=== Text shown ===
- - - - -
MPs reviewing virtual voting options to bolster COVID-19 Parliament

MPs reviewing virtual voting options to bolster COVID-19 Parliament

MPs reviewing virtual voting options to bolster COVID-19 Parliament

OTTAWA — As millions of Canadians contemplate what it will take to work long-term from home in order to control the spread of COVID-19, MPs are considering a very particular problem: how to virtually vote.

Options to do so are now on the table as members of Parliament and hundreds of behind-the-scenes staff begin to plan for what their headquarters could look like come fall, to the extent they can.

“Is it better to meet in person or virtually come September?” House of Commons Speaker Anthony Rota said to the procedure and house affairs committee Monday.

“COVID has been changing so drastically along the way it’s very difficult to predict what will happen in a month and a half or two months from now.”

But in the meantime, a mobile app could be deployed to allow MPs to vote whether they’re on Parliament Hill or off, Rota said.

The app is fully bilingual, meets accessibility standards, and is secure, including providing administrators the ability to know where MPs are when they vote and authenticate their identities.

“The proposed approach for an electronic voting system respects several key principles,” Rota said.

Finding a way for MPs to vote while limiting the risk of COVID-19 transmission has been a sticking point for the Liberal government as it has faced pressure from the Opposition Conservatives to allow for the full resumption of Parliament.

MPs have grappled with how they can do their jobs ever since Parliament, like much of the rest of the country, shut down in mid-March to slow the spread of COVID-19.

Several compromises have been reached along the way, including a hybrid model that allows MPs to participate in person or virtually in debates or committee meetings.

Those debates and meetings have been limited in scope and the Opposition Conservatives have pressed for a full return to business that would expand the powers MPs have available to press the government and get more information.

Right now, Parliament is expected to resume sitting full-time on Sept. 21, though there is a single sitting day scheduled for this week.

Summer sitting days were among the concessions opposition parties won as they’ve fought for greater accountability.

The virtual voting plan is best to be rolled out come fall, Rota said, citing the time needed to get the right system in place.

In addition to an app, he’s presented MPs with the option of a video-conferencing approach that would piggyback on the hybrid arrangement in place now.
- - - - -
=== Image point grounding data ===

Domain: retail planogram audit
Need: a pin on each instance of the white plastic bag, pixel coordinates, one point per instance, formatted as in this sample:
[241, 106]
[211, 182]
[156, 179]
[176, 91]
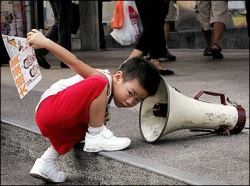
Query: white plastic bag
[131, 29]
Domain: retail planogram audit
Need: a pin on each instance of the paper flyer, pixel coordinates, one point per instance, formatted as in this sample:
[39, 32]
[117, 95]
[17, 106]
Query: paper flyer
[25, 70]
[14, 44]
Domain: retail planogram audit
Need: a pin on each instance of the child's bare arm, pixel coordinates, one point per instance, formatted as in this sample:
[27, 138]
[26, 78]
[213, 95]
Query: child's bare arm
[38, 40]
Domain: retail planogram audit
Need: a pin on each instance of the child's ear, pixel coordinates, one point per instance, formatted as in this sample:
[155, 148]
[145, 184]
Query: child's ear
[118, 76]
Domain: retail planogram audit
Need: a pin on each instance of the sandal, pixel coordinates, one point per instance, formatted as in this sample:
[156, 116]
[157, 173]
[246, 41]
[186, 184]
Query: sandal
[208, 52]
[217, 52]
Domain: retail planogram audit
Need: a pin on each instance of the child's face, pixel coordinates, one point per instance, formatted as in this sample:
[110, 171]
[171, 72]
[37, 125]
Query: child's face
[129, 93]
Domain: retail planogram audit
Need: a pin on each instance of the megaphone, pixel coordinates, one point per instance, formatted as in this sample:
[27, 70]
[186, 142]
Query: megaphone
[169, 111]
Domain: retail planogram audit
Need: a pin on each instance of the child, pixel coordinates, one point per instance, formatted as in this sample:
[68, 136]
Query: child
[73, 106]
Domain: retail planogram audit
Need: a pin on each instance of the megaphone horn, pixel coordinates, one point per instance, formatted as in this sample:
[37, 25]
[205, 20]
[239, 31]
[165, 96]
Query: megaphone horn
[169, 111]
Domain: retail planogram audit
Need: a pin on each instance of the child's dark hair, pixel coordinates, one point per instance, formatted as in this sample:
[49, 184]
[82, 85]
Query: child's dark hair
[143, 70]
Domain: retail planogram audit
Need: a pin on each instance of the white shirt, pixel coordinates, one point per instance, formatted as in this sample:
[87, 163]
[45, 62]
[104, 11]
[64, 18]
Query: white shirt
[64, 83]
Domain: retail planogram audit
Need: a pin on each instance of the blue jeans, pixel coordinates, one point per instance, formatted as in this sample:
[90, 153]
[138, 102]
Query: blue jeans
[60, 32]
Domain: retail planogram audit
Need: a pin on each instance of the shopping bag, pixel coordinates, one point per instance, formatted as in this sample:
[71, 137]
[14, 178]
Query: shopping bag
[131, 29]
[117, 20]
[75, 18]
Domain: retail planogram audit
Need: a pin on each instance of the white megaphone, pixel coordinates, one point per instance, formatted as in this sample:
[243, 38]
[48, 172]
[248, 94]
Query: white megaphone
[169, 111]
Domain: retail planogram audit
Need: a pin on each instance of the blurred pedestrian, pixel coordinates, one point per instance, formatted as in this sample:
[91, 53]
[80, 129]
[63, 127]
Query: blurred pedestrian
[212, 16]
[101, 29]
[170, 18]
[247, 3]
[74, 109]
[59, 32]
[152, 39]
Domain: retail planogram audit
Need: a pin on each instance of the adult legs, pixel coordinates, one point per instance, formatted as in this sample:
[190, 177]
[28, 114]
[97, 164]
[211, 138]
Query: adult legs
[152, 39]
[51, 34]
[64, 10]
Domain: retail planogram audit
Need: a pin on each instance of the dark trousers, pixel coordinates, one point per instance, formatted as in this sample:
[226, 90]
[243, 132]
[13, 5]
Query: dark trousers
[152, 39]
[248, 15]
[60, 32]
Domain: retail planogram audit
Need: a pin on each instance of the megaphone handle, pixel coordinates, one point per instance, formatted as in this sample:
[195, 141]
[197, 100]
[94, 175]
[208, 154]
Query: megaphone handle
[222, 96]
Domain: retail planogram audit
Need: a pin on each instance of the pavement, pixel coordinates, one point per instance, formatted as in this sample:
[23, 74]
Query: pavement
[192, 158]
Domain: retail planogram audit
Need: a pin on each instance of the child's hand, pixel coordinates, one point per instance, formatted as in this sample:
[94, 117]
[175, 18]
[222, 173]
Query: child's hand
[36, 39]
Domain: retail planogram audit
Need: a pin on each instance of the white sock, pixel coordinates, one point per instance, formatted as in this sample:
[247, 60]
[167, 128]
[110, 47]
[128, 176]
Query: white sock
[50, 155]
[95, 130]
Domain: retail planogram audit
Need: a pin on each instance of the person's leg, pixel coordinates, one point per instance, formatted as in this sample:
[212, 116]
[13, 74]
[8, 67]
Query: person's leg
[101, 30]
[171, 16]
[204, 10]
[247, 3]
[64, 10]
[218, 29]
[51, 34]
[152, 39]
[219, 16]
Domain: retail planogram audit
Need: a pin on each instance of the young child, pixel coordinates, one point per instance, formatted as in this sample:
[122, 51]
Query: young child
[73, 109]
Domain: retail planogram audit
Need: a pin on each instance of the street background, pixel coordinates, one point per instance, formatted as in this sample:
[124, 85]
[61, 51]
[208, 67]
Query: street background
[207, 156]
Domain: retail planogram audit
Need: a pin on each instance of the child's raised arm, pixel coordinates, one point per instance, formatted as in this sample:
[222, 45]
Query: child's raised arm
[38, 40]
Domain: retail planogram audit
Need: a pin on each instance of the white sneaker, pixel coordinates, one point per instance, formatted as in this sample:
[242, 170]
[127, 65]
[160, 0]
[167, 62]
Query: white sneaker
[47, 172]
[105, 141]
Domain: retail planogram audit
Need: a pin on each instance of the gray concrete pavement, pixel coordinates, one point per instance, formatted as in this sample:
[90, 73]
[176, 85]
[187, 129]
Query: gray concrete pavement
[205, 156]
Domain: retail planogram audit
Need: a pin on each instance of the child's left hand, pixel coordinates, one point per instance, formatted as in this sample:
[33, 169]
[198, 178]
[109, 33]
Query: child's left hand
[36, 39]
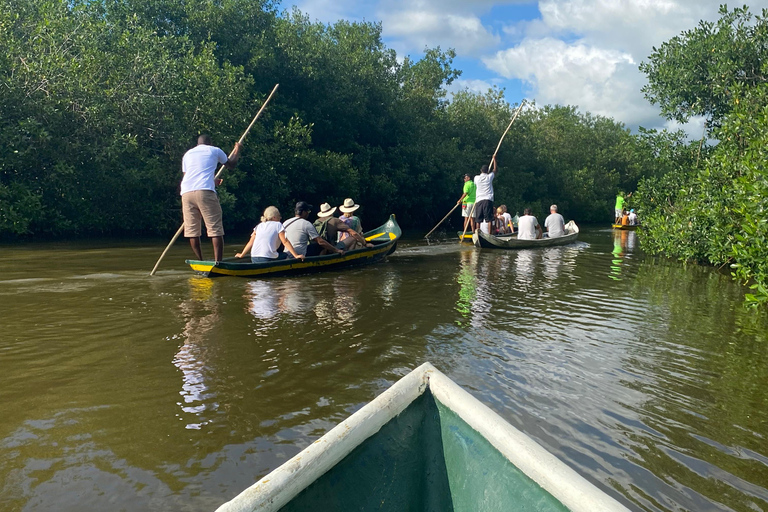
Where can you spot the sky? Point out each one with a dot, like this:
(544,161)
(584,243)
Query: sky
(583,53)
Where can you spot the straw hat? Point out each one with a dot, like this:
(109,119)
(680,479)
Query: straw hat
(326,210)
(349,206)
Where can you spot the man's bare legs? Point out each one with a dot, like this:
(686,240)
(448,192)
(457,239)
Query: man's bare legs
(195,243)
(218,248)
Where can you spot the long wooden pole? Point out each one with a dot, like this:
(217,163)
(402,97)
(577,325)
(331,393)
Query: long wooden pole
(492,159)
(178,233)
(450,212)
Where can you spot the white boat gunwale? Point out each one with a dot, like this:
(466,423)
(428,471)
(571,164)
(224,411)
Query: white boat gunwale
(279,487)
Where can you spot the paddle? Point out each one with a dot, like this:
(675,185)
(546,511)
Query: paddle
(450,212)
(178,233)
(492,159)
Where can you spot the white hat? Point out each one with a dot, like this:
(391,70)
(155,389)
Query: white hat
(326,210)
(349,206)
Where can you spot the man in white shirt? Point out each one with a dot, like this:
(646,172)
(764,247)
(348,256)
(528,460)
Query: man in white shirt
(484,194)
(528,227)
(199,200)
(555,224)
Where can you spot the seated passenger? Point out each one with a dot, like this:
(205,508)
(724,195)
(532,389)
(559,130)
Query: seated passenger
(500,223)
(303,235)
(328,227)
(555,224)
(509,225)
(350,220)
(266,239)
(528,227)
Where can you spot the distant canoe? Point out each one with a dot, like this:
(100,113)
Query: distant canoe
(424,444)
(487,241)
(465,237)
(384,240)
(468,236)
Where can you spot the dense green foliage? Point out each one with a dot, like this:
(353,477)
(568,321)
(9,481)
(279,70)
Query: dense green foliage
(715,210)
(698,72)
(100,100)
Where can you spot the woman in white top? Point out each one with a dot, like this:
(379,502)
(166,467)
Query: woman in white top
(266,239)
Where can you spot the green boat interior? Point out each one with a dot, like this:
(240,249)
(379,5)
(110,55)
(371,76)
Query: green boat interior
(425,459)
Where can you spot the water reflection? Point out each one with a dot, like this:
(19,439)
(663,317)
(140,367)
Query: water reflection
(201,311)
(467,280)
- - - - -
=== Action item ===
Could you pick up the news article about MPs weighing virtual voting options and carry it on from its last sentence?

=== Answer to the exercise ===
Rota’s report, however, raised several concerns with that, including unstable internet connections, the amount of time it would take, and the sensitive issue of MPs not being present to vote.

A video-conferencing approach would need to name each MP in turn to double-check an MP isn’t on mute or having trouble with the connection.

“The absence of members would be highlighted to the public, to the media and to other members of the House, contrary to current practice,” the report said.

Conservative MPs have come under scrutiny in recent weeks for their absence from the current special COVID-19 committee of MPs that replaced the normal House of Commons sitting.

Unlike in regular sittings, for the committee it is possible to see exactly who attended, and tallies have suggested many Tories haven’t shown up regularly.

When it comes to virtual voting, the Conservatives have largely opposed the approach, citing a resistance to anything that keeps MPs off the Hill.

They argue it is possible to adjust regular procedures to allow for physical distancing, and had asked for a look at how voting could take place in person.

Pandemic-safe options could include lining up outside the Commons chamber to vote, voting in shifts or voting by proxy, Rota’s analysis suggested.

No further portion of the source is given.